TASK TO CARRY OUT: Find each line of the material below that contains the word "calm" and copy those lines out. Case counts.

DATA FOR THE TASK:
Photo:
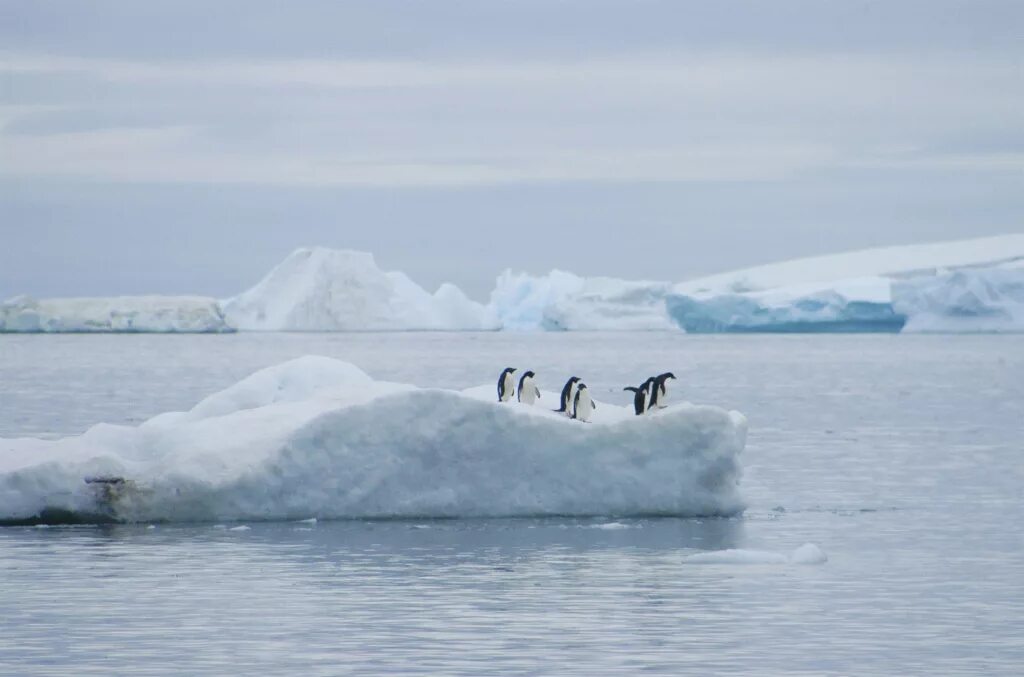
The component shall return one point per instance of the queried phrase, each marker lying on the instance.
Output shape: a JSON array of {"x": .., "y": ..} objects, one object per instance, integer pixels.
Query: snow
[
  {"x": 901, "y": 261},
  {"x": 964, "y": 286},
  {"x": 805, "y": 554},
  {"x": 122, "y": 313},
  {"x": 967, "y": 286},
  {"x": 318, "y": 289},
  {"x": 318, "y": 437},
  {"x": 562, "y": 301}
]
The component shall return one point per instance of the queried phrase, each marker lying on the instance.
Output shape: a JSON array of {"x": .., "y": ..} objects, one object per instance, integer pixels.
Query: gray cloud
[{"x": 645, "y": 138}]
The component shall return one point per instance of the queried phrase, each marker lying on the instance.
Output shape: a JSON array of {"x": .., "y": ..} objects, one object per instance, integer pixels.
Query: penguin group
[
  {"x": 651, "y": 393},
  {"x": 576, "y": 402}
]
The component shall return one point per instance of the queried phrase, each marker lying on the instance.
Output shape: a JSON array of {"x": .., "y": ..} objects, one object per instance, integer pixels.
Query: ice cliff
[
  {"x": 965, "y": 286},
  {"x": 318, "y": 289}
]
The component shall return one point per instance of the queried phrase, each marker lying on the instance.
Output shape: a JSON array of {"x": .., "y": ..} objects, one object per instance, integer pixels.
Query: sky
[{"x": 186, "y": 146}]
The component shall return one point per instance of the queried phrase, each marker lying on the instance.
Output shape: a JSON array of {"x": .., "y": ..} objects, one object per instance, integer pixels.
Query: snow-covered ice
[
  {"x": 965, "y": 286},
  {"x": 318, "y": 436},
  {"x": 320, "y": 289},
  {"x": 562, "y": 301},
  {"x": 120, "y": 313}
]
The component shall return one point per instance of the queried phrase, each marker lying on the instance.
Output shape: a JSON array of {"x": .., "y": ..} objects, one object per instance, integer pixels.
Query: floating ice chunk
[
  {"x": 808, "y": 554},
  {"x": 562, "y": 301},
  {"x": 121, "y": 313},
  {"x": 318, "y": 436},
  {"x": 318, "y": 289},
  {"x": 805, "y": 554},
  {"x": 968, "y": 286}
]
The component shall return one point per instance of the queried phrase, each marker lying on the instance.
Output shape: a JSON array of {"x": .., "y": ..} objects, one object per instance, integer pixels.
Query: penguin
[
  {"x": 568, "y": 392},
  {"x": 583, "y": 406},
  {"x": 639, "y": 398},
  {"x": 528, "y": 392},
  {"x": 651, "y": 394},
  {"x": 506, "y": 384},
  {"x": 660, "y": 389}
]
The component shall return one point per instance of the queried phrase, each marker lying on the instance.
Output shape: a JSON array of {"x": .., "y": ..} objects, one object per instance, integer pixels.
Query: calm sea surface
[{"x": 902, "y": 457}]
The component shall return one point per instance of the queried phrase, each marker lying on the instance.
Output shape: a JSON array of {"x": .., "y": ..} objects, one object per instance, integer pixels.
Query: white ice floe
[
  {"x": 318, "y": 436},
  {"x": 805, "y": 554},
  {"x": 965, "y": 286},
  {"x": 318, "y": 289},
  {"x": 120, "y": 313},
  {"x": 562, "y": 301}
]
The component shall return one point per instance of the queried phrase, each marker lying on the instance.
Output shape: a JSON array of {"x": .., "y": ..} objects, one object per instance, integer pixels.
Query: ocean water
[{"x": 901, "y": 457}]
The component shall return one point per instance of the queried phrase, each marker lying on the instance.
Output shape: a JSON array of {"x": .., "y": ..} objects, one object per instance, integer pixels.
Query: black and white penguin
[
  {"x": 568, "y": 393},
  {"x": 648, "y": 387},
  {"x": 583, "y": 406},
  {"x": 639, "y": 398},
  {"x": 660, "y": 389},
  {"x": 528, "y": 392},
  {"x": 506, "y": 384}
]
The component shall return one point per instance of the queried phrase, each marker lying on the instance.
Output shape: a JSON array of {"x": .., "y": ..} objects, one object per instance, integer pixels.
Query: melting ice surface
[{"x": 318, "y": 437}]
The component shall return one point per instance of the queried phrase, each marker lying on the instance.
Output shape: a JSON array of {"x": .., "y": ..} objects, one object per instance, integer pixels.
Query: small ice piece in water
[
  {"x": 808, "y": 554},
  {"x": 805, "y": 554}
]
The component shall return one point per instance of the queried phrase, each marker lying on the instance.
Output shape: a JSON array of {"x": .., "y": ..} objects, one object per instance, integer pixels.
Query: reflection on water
[{"x": 898, "y": 456}]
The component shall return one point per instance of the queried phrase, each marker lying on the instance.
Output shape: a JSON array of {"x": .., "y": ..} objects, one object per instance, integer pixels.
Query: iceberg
[
  {"x": 966, "y": 286},
  {"x": 325, "y": 290},
  {"x": 316, "y": 437},
  {"x": 122, "y": 313},
  {"x": 562, "y": 301}
]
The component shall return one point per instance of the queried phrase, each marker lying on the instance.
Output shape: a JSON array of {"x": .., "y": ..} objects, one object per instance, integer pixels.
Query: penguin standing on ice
[
  {"x": 583, "y": 406},
  {"x": 528, "y": 392},
  {"x": 506, "y": 384},
  {"x": 659, "y": 390},
  {"x": 639, "y": 398},
  {"x": 568, "y": 393}
]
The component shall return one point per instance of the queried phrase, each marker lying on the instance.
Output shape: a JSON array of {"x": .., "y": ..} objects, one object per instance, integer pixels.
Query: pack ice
[
  {"x": 965, "y": 286},
  {"x": 123, "y": 313},
  {"x": 317, "y": 437}
]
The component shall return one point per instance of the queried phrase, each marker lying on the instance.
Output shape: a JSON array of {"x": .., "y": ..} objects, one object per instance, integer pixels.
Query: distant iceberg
[
  {"x": 562, "y": 301},
  {"x": 967, "y": 286},
  {"x": 121, "y": 313},
  {"x": 317, "y": 437},
  {"x": 323, "y": 290}
]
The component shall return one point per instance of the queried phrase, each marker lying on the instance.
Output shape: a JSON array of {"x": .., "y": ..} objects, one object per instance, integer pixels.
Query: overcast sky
[{"x": 186, "y": 146}]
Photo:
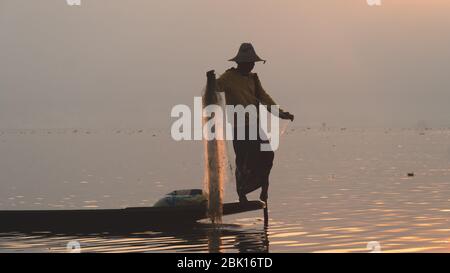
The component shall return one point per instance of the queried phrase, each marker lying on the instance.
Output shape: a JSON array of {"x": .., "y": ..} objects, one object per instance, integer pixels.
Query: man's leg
[
  {"x": 240, "y": 152},
  {"x": 267, "y": 163}
]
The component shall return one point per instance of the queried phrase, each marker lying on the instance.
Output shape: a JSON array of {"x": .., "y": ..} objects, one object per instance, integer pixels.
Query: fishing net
[{"x": 218, "y": 167}]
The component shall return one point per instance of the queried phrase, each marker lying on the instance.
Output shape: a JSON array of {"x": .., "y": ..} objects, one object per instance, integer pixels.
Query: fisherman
[{"x": 244, "y": 88}]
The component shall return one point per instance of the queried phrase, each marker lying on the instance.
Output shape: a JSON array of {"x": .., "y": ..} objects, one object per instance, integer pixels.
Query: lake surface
[{"x": 332, "y": 189}]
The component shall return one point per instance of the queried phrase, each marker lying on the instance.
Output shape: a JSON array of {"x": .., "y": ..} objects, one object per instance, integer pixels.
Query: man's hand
[
  {"x": 286, "y": 115},
  {"x": 211, "y": 75}
]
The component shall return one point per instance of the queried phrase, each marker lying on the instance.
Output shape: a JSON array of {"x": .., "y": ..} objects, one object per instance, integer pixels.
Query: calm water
[{"x": 332, "y": 190}]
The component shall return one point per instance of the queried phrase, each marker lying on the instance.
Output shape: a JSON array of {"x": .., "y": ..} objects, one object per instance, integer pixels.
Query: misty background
[{"x": 124, "y": 64}]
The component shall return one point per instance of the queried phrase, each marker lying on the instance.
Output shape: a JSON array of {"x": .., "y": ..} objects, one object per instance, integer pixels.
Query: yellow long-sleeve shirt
[{"x": 242, "y": 90}]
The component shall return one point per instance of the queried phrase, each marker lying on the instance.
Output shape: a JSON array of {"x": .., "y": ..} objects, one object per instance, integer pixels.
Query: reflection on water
[
  {"x": 201, "y": 238},
  {"x": 331, "y": 190}
]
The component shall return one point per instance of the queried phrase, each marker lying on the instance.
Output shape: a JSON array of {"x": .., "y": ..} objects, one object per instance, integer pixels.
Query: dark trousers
[{"x": 253, "y": 166}]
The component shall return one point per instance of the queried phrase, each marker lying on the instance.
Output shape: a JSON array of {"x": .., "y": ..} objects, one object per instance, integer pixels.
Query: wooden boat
[{"x": 104, "y": 220}]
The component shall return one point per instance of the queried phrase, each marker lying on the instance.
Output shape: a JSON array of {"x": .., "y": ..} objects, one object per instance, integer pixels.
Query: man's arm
[{"x": 267, "y": 100}]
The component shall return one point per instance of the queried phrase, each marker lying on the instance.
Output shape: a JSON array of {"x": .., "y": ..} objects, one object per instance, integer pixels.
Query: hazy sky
[{"x": 112, "y": 63}]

EXERCISE OUTPUT:
Query: calm sea surface
Query: calm water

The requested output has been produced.